> _Reading text_:
You’ve got the right attitude though Huck, you really can’t go wrong with any of the Northern Vermont resorts on the spine in terms of snowfall.  I think many people are surprised when they find out that the annual snowfall in the Northern Greens is greater than it is at many ski areas in the U.S. Rockies, and in the same range as all but the handful of snowiest resorts in that region.  With reference to Tony Crocker’s snowfall data, I discussed the snowfall comparison in the context or our experiences from our years in Montana in a post at American Weather.  There’s plenty of discussion and links to Tony’s data in that post if you want to check out the details.  There are actually only about a half dozen ski areas in the region that meet or surpass that 400” snowfall mark, with four of those being the areas in the Big and Little Cottonwood Canyon in Utah; it just tends to feel like more resorts than that because those areas are pretty well known.  In terms of overall snow preservation, you can’t beat the high elevations of the Rockies, but when it comes to chances for skiing dry, continental-style powder, the Northern Greens are a pretty sweet place to be.  If you’re in the Burlington area with a flexible schedule and a close eye on the local weather, you’re going to be able ski a lot of powder, regardless of what type of winter the region gets.


----------



## Huck_It_Baby (Sep 14, 2012)

J.Spin said:


> If you’re in the Burlington area with a flexible schedule and a close eye on the local weather, you’re going to be able ski a lot of powder, regardless of what type of winter the region gets.



I have a weather problem! I spend a ton of time watching the radar, starring at topo maps, google earth, bing maps, sat data, etc. Some of my friends think I'm obsessive but approve because I know where to go for powder.

I move up in two weeks and will be working from home! Instead of getting dressed for work I plan on wearing my snow pants and goggles. I hope I rip more powder this season than any other! That's the goal at least. I'll be sure to check out Tony Crocker's snowfall data.

JSpin your in-depth knowledge and willingness to share is amazing! Thanks for spending the time to post and help me figure this out. Same with River, Trailboss, etc. I appreciate it guys!

I think Stowe is calling my name because of the notch and accessible side country/BC. It just seems more vast than Jay and more challenging.  Cost is ridiculous but I'll ski more than enough to make up for it.


----------



## jimmywilson69 (Sep 14, 2012)

Huck_It_Baby said:


> I think Stowe is calling my name because of the notch and accessible side country/BC. It just seems more vast than Jay and more challenging.  Cost is ridiculous but I'll ski more than enough to make up for it.

> _Extracted data_:
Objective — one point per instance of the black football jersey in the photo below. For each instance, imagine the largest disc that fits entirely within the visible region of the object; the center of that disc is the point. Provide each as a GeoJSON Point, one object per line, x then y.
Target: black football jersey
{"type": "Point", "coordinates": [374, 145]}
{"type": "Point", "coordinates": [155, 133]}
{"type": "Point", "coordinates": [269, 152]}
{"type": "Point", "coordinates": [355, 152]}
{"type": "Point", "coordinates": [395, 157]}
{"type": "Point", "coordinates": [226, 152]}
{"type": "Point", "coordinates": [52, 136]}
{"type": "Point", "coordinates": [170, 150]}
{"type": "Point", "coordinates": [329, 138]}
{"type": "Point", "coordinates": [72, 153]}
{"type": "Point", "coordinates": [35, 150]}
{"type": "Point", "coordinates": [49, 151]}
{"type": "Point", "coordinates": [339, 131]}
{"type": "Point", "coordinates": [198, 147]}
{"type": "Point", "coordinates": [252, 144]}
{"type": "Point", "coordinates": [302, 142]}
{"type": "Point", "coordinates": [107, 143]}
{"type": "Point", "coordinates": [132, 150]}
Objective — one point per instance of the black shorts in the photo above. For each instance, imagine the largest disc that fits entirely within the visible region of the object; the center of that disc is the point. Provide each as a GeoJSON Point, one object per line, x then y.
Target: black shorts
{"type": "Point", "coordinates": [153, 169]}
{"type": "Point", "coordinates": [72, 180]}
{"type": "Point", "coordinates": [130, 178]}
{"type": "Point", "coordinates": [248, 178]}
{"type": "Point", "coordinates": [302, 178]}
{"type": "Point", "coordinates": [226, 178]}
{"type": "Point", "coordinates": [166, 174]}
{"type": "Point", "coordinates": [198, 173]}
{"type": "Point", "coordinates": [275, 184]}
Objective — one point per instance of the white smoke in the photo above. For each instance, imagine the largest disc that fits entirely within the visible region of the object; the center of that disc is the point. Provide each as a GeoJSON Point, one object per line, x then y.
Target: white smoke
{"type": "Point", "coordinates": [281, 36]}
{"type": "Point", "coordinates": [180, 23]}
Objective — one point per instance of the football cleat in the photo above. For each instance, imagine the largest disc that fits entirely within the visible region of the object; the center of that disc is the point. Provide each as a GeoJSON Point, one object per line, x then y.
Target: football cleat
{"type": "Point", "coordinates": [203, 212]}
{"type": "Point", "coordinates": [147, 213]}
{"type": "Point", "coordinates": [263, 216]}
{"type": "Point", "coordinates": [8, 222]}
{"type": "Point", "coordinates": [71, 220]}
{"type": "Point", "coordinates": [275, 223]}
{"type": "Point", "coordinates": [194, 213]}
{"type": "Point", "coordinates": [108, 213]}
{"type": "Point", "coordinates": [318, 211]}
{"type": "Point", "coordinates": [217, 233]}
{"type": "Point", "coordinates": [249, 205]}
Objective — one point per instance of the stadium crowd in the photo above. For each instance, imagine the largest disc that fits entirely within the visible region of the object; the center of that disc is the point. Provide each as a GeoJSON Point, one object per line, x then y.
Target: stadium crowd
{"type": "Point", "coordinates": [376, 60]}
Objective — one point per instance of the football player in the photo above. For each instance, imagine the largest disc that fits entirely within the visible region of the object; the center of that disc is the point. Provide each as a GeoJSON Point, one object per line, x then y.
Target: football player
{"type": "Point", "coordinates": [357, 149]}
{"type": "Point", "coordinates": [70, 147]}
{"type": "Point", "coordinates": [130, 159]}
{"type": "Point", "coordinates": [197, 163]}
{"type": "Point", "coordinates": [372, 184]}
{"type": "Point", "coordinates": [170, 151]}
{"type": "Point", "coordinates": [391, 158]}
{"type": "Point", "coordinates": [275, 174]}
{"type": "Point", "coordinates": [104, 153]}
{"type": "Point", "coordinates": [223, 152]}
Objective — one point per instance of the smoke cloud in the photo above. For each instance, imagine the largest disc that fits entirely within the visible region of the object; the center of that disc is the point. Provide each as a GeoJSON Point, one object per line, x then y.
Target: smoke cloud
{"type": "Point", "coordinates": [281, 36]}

> _Parts of the exercise_:
- 1) Based on the ski forum thread, answer yes or no to each statement below, and quote the words from the thread that decide each answer.
(a) Four of the ski areas reaching the 400-inch snowfall mark are in Utah's Big and Little Cottonwood Canyon.
(b) Huck_It_Baby will be working from home after the move.
(c) Huck_It_Baby calls the cost of Stowe reasonable.
- 2) In the records, print the lines from the one containing "Objective — one point per instance of the smoke" through the end of the records, both ends included.
The forum thread and the records are unrelated pieces of material.

> _Answers to the exercise_:
- 1)
(a) Yes: "with four of those being the areas in the Big and Little Cottonwood Canyon in Utah"
(b) Yes: "I move up in two weeks and will be working from home!"
(c) No: "Cost is ridiculous but I'll ski more than enough to make up for it."

- 2)
Objective — one point per instance of the smoke cloud in the photo above. For each instance, imagine the largest disc that fits entirely within the visible region of the object; the center of that disc is the point. Provide each as a GeoJSON Point, one object per line, x then y.
Target: smoke cloud
{"type": "Point", "coordinates": [281, 36]}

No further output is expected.